[TO DO]
Could you reproduce every record below exactly, excluding all pictures?

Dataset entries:
[Start of section]
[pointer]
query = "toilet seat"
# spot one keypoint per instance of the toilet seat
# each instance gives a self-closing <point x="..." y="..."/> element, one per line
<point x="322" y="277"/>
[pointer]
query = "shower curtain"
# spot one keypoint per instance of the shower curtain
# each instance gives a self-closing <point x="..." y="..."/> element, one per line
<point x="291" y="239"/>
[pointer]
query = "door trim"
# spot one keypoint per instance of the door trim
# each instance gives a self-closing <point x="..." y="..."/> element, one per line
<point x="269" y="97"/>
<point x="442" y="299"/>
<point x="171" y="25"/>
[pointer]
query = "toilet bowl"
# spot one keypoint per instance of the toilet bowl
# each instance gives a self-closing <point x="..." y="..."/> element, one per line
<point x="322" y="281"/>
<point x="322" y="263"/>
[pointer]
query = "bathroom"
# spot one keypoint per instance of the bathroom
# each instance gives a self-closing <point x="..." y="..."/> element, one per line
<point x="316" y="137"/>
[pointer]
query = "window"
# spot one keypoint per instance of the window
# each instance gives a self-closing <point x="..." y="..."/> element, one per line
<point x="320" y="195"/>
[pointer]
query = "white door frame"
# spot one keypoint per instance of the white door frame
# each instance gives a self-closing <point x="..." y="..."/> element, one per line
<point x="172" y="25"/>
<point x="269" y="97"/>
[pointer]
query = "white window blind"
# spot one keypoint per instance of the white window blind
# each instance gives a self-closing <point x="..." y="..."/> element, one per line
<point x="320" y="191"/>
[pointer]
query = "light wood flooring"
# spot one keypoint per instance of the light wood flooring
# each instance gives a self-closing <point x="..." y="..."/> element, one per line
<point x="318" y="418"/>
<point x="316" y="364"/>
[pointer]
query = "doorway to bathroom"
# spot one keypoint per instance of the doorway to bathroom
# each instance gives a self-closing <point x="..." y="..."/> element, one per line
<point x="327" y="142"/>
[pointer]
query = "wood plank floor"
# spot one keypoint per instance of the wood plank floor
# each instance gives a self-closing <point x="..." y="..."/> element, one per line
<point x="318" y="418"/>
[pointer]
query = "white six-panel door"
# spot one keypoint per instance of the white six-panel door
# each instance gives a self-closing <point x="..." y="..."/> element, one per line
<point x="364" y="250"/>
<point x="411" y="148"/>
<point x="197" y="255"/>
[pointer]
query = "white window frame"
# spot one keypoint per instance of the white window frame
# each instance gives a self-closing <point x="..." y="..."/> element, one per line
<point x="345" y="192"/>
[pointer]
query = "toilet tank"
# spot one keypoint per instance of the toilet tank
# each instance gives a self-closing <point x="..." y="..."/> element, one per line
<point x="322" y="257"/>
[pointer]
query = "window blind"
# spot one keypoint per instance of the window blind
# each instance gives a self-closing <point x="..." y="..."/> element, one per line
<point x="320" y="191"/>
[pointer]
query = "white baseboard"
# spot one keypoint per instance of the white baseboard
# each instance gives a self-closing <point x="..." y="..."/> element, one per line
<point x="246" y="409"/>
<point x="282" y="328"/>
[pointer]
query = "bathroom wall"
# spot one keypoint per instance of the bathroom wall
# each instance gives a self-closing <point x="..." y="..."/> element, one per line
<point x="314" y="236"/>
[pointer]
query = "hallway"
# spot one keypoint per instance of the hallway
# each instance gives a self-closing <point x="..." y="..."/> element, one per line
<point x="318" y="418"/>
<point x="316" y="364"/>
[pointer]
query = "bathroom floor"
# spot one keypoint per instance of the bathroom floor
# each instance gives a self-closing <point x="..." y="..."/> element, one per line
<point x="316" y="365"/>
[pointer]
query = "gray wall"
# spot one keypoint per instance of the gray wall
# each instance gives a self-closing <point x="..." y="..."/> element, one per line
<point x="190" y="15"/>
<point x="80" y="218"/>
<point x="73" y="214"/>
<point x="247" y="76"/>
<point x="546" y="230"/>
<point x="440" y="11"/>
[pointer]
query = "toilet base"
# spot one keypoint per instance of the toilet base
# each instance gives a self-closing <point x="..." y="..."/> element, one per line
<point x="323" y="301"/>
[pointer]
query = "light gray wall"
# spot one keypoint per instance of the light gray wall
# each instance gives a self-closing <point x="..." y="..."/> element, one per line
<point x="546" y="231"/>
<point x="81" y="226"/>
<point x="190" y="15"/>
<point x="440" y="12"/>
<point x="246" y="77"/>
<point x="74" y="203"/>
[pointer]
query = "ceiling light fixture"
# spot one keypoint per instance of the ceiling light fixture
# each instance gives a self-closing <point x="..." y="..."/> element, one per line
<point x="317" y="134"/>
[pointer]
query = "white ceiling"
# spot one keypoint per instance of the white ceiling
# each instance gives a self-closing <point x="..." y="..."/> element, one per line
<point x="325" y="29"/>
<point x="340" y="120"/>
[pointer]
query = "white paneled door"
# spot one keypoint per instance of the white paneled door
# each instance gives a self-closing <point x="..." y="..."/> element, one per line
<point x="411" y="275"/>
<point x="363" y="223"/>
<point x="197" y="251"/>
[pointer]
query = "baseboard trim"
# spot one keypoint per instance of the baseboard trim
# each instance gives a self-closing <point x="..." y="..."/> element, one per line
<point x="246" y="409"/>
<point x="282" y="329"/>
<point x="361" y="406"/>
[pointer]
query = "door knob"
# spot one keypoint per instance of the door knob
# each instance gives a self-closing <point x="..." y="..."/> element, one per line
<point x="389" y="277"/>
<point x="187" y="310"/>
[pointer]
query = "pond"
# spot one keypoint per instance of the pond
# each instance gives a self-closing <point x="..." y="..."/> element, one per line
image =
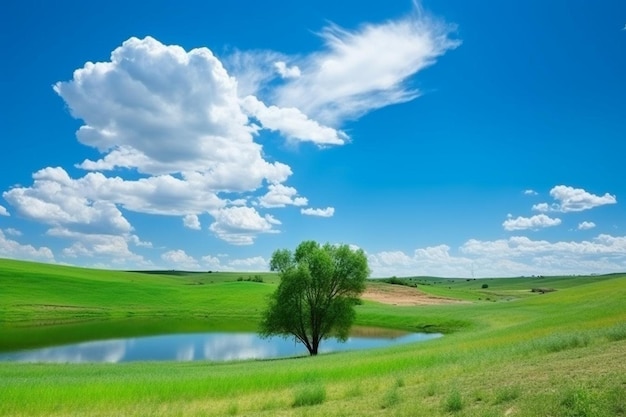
<point x="212" y="346"/>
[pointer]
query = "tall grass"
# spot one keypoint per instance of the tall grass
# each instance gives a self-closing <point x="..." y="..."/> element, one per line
<point x="558" y="354"/>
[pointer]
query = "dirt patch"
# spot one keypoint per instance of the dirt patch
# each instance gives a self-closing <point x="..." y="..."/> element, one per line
<point x="401" y="295"/>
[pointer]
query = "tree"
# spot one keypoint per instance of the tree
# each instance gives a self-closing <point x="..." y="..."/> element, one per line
<point x="319" y="287"/>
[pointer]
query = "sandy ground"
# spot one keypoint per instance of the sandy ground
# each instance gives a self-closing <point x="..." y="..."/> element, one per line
<point x="402" y="296"/>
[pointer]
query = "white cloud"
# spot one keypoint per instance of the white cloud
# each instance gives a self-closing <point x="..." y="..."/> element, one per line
<point x="515" y="256"/>
<point x="433" y="260"/>
<point x="327" y="212"/>
<point x="576" y="199"/>
<point x="586" y="225"/>
<point x="12" y="249"/>
<point x="191" y="221"/>
<point x="56" y="199"/>
<point x="280" y="196"/>
<point x="178" y="259"/>
<point x="534" y="222"/>
<point x="365" y="69"/>
<point x="100" y="246"/>
<point x="240" y="225"/>
<point x="292" y="123"/>
<point x="542" y="207"/>
<point x="523" y="246"/>
<point x="287" y="72"/>
<point x="162" y="110"/>
<point x="253" y="264"/>
<point x="134" y="239"/>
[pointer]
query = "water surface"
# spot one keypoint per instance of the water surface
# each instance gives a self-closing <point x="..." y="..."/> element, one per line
<point x="214" y="346"/>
[End of section]
[OUTPUT BELOW]
[pointer]
query = "toilet seat"
# spot one keypoint per instance of the toilet seat
# each instance gives a self-closing <point x="..." y="..."/> element, one per line
<point x="322" y="277"/>
[pointer]
query = "shower curtain"
# spot one keypoint per instance of the shower curtain
# each instance gives a self-closing <point x="..." y="..."/> element, one per line
<point x="291" y="239"/>
[pointer]
query = "door trim"
# spot one keypoint per instance of the door trim
# each instance gives a self-closing <point x="..." y="..."/> element, one per line
<point x="269" y="97"/>
<point x="442" y="299"/>
<point x="171" y="25"/>
[pointer]
query = "toilet bowl"
# spot one keypoint per instance of the toilet bowl
# each instance gives a self-closing <point x="..." y="..."/> element, one per line
<point x="322" y="281"/>
<point x="322" y="263"/>
[pointer]
query = "bathroom"
# spot one keypoint per instance of the bathroom
# each instance gives a self-closing <point x="..." y="..."/> element, one per line
<point x="316" y="137"/>
[pointer]
query = "window"
# spot one keypoint per instance of the window
# each instance gives a self-closing <point x="..." y="..."/> element, one per line
<point x="320" y="195"/>
[pointer]
query = "white door frame"
# spot one keypoint per instance of the white door frame
# each instance gives a self-closing <point x="..." y="..."/> element, one per line
<point x="172" y="25"/>
<point x="269" y="97"/>
[pointer]
query = "white window blind"
# spot one keypoint per instance of the white window blind
# each instance gives a self-closing <point x="..." y="..."/> element, one per line
<point x="320" y="191"/>
[pointer]
query = "light wood flooring"
# spot one keypoint per instance of the light wood flooring
# each instance gives a self-closing <point x="..." y="..."/> element, one per line
<point x="318" y="418"/>
<point x="316" y="364"/>
[pointer]
query = "doorway to bathroom"
# spot one keypoint per instance of the doorway to bathroom
# each instance gives a self-closing <point x="..." y="..."/> element, one per line
<point x="327" y="142"/>
[pointer]
query = "wood plank floor"
# spot one keypoint per instance of the wood plank floor
# each instance gives a self-closing <point x="..." y="..."/> element, one per line
<point x="318" y="418"/>
[pointer]
query = "white six-panel door"
# spot one keypoint per instance of the white six-panel door
# each instance gives a self-closing <point x="..." y="..."/> element, one per line
<point x="364" y="250"/>
<point x="411" y="148"/>
<point x="197" y="255"/>
[pointer]
query = "white window frame"
# spot one keypoint per instance of the white window frame
# each instance gives a self-closing <point x="..." y="..."/> element, one per line
<point x="345" y="192"/>
[pointer]
query = "toilet tank"
# spot one keypoint per instance of the toilet tank
# each instance gives a self-closing <point x="..." y="..."/> element, one per line
<point x="322" y="257"/>
[pointer]
query = "window blind"
# spot one keypoint per instance of the window blind
# each instance gives a self-closing <point x="..." y="..."/> element, one per line
<point x="320" y="191"/>
[pointer]
query = "white baseboard"
# spot one keypoint per instance of the white baseboard
# each instance gives a self-closing <point x="..." y="..."/> element, one per line
<point x="246" y="409"/>
<point x="282" y="328"/>
[pointer]
query = "bathroom wall"
# spot one keypoint per instance of the bathroom wall
# each instance gives a self-closing <point x="..." y="..."/> element, one per line
<point x="314" y="236"/>
[pointer]
query = "hallway"
# spot one keypoint per instance of the hallway
# each instance gives a self-closing <point x="..." y="..."/> element, one per line
<point x="318" y="418"/>
<point x="316" y="364"/>
[pointer]
query = "bathroom floor"
# spot one keypoint per instance of the bathroom floor
# each instance gives a self-closing <point x="..." y="..."/> element, one per line
<point x="316" y="365"/>
[pointer]
query = "gray wall"
# spot one keypoint per instance of the gray wall
# each instance gives a self-closing <point x="..." y="..."/> element, one per line
<point x="190" y="15"/>
<point x="80" y="218"/>
<point x="73" y="214"/>
<point x="247" y="76"/>
<point x="546" y="230"/>
<point x="440" y="11"/>
[pointer]
query = "toilet base"
# spot one keypoint per instance of the toilet base
# each instance gives a self-closing <point x="..." y="..."/> element, one per line
<point x="323" y="301"/>
[pointer]
query = "light gray wall"
# spot one keypoint per instance of the light gray wall
# each instance gives a self-closing <point x="..." y="..."/> element, one per line
<point x="546" y="231"/>
<point x="81" y="226"/>
<point x="190" y="15"/>
<point x="440" y="12"/>
<point x="246" y="77"/>
<point x="74" y="203"/>
[pointer]
query = "ceiling light fixture"
# spot one keypoint per instance of the ceiling light fixture
# each instance gives a self-closing <point x="..." y="..."/> element, one per line
<point x="317" y="134"/>
[pointer]
query = "white ceiling"
# spot one keypoint per instance of the white ceiling
# each instance gives a self-closing <point x="..." y="..."/> element, one per line
<point x="325" y="29"/>
<point x="340" y="120"/>
[pointer]
query = "white paneled door"
# spot one keypoint per instance of the white paneled door
# each instance gives a self-closing <point x="..." y="..."/> element, one per line
<point x="411" y="275"/>
<point x="363" y="223"/>
<point x="197" y="251"/>
[pointer]
query = "baseboard trim"
# spot one keypoint per instance of the baseboard trim
# each instance gives a self-closing <point x="..." y="..."/> element, one per line
<point x="246" y="409"/>
<point x="282" y="329"/>
<point x="361" y="406"/>
[pointer]
query = "door knob"
# spot one keypoint per instance of the door knob
# each instance gives a self-closing <point x="..." y="..."/> element, one per line
<point x="389" y="277"/>
<point x="187" y="310"/>
[pointer]
query = "pond"
# spot one keypoint per instance of the pond
# each instance gives a self-closing <point x="..." y="..."/> element, one per line
image =
<point x="212" y="346"/>
[pointer]
query = "tall grass"
# spot one keypoint per instance of the tall grass
# each instance gives a self-closing <point x="..." y="..."/> element, one per line
<point x="558" y="354"/>
[pointer]
query = "dirt patch"
# spot one keypoint per instance of the dirt patch
# each instance gives a self-closing <point x="..." y="..."/> element, one per line
<point x="401" y="295"/>
[pointer]
query = "tree"
# spot one keypoint per instance of the tree
# each instance gives a self-closing <point x="..." y="..."/> element, one per line
<point x="319" y="287"/>
[pointer]
query = "sandy ground"
# spot one keypoint per instance of the sandy ground
# each instance gives a self-closing <point x="..." y="..."/> element, one per line
<point x="402" y="296"/>
[pointer]
query = "white cloud"
# spot one keypoint per instance of the white cloud
# each instance gives a self-closing <point x="..." y="..."/> element, one per line
<point x="515" y="256"/>
<point x="433" y="260"/>
<point x="327" y="212"/>
<point x="576" y="199"/>
<point x="586" y="225"/>
<point x="12" y="249"/>
<point x="191" y="221"/>
<point x="56" y="199"/>
<point x="280" y="196"/>
<point x="178" y="259"/>
<point x="534" y="222"/>
<point x="365" y="69"/>
<point x="100" y="246"/>
<point x="240" y="225"/>
<point x="292" y="123"/>
<point x="542" y="207"/>
<point x="523" y="246"/>
<point x="287" y="72"/>
<point x="162" y="110"/>
<point x="253" y="264"/>
<point x="134" y="239"/>
[pointer]
query = "water surface"
# spot one keypoint per instance of the water surface
# each instance gives a self-closing <point x="..." y="..."/> element, one per line
<point x="214" y="346"/>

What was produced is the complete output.